| JOB |
Copy out the items word for word, beginning with their first line and continuing through the line that contains "top-left (752, 519), bottom-right (767, 682)", including both of those lines.

#### DATA ####

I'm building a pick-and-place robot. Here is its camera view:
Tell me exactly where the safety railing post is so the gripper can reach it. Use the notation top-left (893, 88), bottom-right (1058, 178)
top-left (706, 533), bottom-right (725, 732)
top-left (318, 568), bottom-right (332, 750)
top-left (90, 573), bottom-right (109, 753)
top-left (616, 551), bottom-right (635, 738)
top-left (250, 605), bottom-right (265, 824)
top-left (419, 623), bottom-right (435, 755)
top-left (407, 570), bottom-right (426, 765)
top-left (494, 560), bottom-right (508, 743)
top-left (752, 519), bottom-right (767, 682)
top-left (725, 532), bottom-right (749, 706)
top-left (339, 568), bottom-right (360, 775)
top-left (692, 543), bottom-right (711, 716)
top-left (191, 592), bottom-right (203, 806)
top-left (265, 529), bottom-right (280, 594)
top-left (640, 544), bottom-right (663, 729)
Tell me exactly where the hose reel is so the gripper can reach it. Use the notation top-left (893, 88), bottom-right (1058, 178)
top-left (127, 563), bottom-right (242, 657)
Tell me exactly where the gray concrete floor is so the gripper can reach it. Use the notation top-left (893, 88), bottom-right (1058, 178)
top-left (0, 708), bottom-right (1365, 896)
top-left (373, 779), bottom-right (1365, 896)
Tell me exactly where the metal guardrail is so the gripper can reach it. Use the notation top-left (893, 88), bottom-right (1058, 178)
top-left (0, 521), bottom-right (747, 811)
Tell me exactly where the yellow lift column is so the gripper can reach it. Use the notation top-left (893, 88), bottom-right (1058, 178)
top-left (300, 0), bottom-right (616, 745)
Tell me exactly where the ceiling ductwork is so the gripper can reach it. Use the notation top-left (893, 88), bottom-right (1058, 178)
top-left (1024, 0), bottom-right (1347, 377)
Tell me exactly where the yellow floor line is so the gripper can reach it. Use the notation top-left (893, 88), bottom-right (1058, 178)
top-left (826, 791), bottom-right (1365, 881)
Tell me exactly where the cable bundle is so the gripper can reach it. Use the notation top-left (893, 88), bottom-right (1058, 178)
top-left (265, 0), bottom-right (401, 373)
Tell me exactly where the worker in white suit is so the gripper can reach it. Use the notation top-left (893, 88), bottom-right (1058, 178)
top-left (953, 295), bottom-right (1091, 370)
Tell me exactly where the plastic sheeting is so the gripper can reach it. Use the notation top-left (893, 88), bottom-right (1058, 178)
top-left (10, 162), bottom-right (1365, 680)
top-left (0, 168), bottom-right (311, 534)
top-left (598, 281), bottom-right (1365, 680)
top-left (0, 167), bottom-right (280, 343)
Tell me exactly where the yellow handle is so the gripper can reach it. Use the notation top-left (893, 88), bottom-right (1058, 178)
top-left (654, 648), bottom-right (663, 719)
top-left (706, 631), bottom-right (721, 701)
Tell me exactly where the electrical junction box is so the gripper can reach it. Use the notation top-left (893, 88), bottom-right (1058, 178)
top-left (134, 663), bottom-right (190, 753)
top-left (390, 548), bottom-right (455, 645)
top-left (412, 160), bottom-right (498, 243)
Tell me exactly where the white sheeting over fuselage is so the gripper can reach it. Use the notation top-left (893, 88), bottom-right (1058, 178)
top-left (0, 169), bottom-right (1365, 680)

####

| CORRECT RESPONSE |
I'm building a pick-and-place robot. Here is its camera view:
Tell me exactly where the safety railing post is so the gripper can reach it. Use the notation top-left (893, 88), bottom-right (1058, 178)
top-left (706, 533), bottom-right (725, 732)
top-left (318, 568), bottom-right (332, 750)
top-left (90, 573), bottom-right (109, 753)
top-left (616, 551), bottom-right (635, 738)
top-left (250, 605), bottom-right (265, 824)
top-left (419, 623), bottom-right (435, 755)
top-left (407, 570), bottom-right (426, 765)
top-left (494, 560), bottom-right (508, 743)
top-left (752, 519), bottom-right (767, 682)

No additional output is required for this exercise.